*** Begin section ***

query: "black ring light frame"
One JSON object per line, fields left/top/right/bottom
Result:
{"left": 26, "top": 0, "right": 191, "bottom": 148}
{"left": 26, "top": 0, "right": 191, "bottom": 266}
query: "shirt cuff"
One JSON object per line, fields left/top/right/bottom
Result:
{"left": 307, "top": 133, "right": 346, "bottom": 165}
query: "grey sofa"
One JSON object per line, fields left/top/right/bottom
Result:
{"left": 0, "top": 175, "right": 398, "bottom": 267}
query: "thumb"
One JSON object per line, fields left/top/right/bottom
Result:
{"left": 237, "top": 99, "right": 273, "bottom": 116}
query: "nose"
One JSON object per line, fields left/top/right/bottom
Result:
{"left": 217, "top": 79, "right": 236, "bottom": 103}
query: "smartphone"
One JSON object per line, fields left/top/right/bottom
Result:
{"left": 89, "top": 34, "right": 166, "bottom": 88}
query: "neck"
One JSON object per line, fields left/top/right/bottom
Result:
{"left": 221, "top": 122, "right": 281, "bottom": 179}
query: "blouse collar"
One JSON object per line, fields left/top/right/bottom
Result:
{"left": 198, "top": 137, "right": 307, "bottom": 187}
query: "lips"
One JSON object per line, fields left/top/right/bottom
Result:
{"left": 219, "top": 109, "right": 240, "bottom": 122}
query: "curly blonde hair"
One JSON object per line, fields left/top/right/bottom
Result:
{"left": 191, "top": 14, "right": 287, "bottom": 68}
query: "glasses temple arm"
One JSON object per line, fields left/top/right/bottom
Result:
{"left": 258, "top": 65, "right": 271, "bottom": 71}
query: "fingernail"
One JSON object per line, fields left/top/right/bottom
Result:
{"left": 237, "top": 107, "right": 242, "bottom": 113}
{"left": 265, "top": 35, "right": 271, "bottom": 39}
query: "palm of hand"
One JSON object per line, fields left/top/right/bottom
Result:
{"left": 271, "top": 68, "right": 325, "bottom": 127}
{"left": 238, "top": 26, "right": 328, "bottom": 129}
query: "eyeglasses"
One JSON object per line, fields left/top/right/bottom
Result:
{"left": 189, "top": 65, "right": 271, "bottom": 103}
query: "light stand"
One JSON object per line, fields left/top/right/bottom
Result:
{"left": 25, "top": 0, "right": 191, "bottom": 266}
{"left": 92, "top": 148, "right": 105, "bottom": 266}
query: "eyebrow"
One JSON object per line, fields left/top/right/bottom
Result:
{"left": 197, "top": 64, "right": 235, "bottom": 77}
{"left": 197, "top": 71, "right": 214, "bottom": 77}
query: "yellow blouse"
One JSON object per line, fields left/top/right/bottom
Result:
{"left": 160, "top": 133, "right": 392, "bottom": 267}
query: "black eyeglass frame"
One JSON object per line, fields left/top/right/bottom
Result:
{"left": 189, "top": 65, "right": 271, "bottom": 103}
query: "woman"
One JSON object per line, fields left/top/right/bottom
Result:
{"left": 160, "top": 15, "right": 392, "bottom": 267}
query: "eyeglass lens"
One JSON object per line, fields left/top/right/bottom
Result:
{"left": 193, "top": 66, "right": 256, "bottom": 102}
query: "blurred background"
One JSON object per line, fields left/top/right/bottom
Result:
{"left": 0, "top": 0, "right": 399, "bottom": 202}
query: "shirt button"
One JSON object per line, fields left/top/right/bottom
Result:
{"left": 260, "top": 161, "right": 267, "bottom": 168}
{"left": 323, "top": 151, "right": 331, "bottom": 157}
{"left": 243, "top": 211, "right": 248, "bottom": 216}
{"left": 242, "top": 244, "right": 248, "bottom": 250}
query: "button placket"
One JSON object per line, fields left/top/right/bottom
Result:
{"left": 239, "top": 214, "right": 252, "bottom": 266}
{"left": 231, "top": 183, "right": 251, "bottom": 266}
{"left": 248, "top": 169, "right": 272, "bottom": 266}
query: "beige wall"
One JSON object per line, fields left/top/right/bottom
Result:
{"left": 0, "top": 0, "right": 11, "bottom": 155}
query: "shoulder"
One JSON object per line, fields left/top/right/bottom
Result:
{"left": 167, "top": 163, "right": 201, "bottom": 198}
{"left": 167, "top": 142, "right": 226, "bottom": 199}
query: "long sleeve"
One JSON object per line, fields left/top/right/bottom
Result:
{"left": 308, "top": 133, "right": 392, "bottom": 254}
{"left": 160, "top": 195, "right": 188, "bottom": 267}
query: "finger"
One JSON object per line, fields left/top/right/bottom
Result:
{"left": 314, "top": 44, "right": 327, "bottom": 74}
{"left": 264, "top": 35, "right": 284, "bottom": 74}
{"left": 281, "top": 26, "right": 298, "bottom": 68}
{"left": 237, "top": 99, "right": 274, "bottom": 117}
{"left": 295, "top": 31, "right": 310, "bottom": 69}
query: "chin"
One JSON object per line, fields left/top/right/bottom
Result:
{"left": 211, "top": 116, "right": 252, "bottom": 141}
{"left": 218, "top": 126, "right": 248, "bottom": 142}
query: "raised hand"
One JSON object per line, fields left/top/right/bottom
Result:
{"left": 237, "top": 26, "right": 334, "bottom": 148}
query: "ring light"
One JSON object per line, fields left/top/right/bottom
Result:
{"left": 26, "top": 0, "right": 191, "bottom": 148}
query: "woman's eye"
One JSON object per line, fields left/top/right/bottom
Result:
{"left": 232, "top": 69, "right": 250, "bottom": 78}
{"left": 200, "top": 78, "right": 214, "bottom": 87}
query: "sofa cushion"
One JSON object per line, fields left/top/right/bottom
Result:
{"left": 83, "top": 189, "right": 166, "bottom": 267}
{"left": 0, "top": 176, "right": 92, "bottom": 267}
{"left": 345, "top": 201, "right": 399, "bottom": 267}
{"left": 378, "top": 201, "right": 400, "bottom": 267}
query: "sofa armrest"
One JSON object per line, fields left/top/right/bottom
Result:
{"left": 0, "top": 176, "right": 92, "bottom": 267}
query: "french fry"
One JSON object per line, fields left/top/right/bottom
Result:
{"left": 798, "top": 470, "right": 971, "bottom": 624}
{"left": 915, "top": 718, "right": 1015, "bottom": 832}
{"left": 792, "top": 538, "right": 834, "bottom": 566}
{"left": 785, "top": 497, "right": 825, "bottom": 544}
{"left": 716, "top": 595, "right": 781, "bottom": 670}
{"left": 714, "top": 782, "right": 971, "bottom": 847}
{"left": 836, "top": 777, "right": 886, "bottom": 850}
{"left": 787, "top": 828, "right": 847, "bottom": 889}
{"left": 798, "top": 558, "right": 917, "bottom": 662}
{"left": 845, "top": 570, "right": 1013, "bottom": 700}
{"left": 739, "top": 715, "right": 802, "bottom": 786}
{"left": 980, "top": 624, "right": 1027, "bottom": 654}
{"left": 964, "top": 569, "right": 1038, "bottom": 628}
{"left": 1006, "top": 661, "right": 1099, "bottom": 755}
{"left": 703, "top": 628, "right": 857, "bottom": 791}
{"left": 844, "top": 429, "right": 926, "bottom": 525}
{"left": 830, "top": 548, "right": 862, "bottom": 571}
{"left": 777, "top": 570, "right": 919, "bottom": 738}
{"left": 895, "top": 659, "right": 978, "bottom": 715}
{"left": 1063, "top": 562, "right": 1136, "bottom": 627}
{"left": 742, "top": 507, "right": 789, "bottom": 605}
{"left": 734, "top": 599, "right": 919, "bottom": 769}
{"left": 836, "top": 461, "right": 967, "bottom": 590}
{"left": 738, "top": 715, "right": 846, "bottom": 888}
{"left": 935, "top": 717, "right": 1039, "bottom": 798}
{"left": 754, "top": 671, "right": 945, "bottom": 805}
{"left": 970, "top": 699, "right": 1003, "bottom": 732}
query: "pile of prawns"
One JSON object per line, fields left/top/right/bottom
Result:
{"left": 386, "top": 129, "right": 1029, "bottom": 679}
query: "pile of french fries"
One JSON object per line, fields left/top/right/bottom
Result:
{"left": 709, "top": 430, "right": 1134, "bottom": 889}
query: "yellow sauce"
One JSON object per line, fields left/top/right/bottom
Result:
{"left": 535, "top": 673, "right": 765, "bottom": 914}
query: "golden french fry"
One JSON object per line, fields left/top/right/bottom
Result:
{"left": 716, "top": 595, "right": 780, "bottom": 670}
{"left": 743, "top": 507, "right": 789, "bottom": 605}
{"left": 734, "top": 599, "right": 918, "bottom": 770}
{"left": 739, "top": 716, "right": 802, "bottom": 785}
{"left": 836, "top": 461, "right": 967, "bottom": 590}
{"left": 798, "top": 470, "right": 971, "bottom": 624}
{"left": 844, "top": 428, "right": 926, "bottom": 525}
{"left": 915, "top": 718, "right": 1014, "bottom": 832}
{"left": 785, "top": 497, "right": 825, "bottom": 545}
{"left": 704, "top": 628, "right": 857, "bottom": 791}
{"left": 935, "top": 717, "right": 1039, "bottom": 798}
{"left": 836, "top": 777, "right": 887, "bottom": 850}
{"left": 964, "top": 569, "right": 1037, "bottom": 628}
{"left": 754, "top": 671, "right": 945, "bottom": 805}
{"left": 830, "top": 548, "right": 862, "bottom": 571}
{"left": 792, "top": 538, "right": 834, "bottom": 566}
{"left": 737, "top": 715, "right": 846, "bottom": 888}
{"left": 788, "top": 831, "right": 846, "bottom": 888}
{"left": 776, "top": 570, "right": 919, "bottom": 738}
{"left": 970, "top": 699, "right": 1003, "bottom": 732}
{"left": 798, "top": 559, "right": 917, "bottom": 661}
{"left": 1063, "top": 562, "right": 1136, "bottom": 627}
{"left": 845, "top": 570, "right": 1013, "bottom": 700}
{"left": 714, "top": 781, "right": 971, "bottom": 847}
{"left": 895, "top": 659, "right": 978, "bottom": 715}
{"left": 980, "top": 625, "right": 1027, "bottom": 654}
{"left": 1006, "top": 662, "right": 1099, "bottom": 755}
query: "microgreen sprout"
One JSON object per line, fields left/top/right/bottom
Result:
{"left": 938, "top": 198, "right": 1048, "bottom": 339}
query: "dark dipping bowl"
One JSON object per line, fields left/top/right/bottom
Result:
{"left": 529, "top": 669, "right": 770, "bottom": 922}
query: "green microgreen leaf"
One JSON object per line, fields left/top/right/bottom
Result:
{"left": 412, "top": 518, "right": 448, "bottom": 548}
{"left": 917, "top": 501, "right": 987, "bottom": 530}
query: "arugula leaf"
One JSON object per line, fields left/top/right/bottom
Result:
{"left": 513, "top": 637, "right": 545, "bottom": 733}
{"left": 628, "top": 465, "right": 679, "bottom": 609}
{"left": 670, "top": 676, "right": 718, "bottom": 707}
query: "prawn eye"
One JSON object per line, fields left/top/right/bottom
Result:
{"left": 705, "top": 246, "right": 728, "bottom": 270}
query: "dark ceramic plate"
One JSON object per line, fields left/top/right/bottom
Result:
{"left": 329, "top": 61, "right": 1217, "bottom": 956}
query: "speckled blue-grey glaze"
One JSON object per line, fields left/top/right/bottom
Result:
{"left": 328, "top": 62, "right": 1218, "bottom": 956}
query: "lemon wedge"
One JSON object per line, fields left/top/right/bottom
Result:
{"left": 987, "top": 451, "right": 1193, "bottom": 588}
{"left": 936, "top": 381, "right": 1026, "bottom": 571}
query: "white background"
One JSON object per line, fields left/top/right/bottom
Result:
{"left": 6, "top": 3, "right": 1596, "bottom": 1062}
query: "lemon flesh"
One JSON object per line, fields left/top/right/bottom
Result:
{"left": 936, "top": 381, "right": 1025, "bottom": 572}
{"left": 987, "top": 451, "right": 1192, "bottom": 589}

*** End section ***

Whenever a line in the records above contains the string "dark", copy that line.

query: "dark dipping bowl"
query: "dark ceramic plate"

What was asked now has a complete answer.